## Extracted material
+---+
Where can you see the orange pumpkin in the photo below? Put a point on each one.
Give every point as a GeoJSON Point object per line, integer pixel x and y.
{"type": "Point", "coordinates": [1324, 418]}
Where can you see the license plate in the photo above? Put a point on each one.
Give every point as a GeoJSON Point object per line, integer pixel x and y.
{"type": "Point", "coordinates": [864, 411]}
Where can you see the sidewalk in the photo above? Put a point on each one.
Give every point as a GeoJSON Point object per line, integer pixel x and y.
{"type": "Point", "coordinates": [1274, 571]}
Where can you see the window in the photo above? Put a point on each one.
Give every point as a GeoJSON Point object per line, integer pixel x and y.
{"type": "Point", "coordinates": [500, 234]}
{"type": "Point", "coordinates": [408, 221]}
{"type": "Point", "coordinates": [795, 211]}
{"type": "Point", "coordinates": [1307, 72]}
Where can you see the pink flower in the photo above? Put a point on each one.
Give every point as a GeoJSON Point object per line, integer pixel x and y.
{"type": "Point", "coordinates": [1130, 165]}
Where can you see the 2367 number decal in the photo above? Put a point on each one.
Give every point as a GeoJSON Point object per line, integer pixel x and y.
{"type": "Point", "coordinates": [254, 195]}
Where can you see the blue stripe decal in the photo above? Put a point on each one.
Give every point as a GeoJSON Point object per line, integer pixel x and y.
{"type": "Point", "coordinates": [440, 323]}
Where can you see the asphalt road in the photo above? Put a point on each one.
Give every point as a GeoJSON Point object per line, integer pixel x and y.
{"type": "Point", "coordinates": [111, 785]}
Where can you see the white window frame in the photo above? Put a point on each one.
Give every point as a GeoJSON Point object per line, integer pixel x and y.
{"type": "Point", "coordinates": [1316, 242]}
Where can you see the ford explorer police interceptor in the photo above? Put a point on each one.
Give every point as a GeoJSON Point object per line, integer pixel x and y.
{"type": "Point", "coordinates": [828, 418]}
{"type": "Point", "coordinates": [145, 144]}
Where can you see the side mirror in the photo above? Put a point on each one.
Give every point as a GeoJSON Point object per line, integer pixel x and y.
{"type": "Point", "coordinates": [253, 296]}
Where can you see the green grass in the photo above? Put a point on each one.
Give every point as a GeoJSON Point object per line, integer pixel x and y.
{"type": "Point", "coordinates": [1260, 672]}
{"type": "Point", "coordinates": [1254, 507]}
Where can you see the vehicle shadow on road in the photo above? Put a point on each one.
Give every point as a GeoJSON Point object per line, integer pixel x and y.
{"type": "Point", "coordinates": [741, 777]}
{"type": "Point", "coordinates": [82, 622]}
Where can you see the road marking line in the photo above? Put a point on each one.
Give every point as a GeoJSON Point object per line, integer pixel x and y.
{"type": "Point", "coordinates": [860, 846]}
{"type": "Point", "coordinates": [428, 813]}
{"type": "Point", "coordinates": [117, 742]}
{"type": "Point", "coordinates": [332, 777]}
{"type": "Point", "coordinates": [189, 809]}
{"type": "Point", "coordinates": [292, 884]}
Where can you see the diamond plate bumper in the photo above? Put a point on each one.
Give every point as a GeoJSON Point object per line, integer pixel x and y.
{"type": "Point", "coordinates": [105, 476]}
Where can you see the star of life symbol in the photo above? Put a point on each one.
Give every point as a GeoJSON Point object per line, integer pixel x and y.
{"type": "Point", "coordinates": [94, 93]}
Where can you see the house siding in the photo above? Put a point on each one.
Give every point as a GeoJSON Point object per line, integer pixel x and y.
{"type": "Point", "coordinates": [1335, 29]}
+---+
## Exercise directions
All that is needed is the opening run of the data, given again exactly: please include every line from the first through the line with "Where can you see the window", both ends kept.

## Finished task
Where can you see the orange pumpkin in the photo below? Put a point on each one.
Give every point as a GeoJSON Point object per line, integer pixel x and y.
{"type": "Point", "coordinates": [1324, 418]}
Where can you see the license plate in the photo above? Put a point on each one.
Give every point as a GeoJSON Point object per line, integer pixel x and y.
{"type": "Point", "coordinates": [864, 411]}
Where can you see the sidewalk in the photo above? Put a point on each one.
Give every point as a GeoJSON Point object per line, integer pixel x and y.
{"type": "Point", "coordinates": [1274, 571]}
Where can you see the window in the photo above? Put a point on each one.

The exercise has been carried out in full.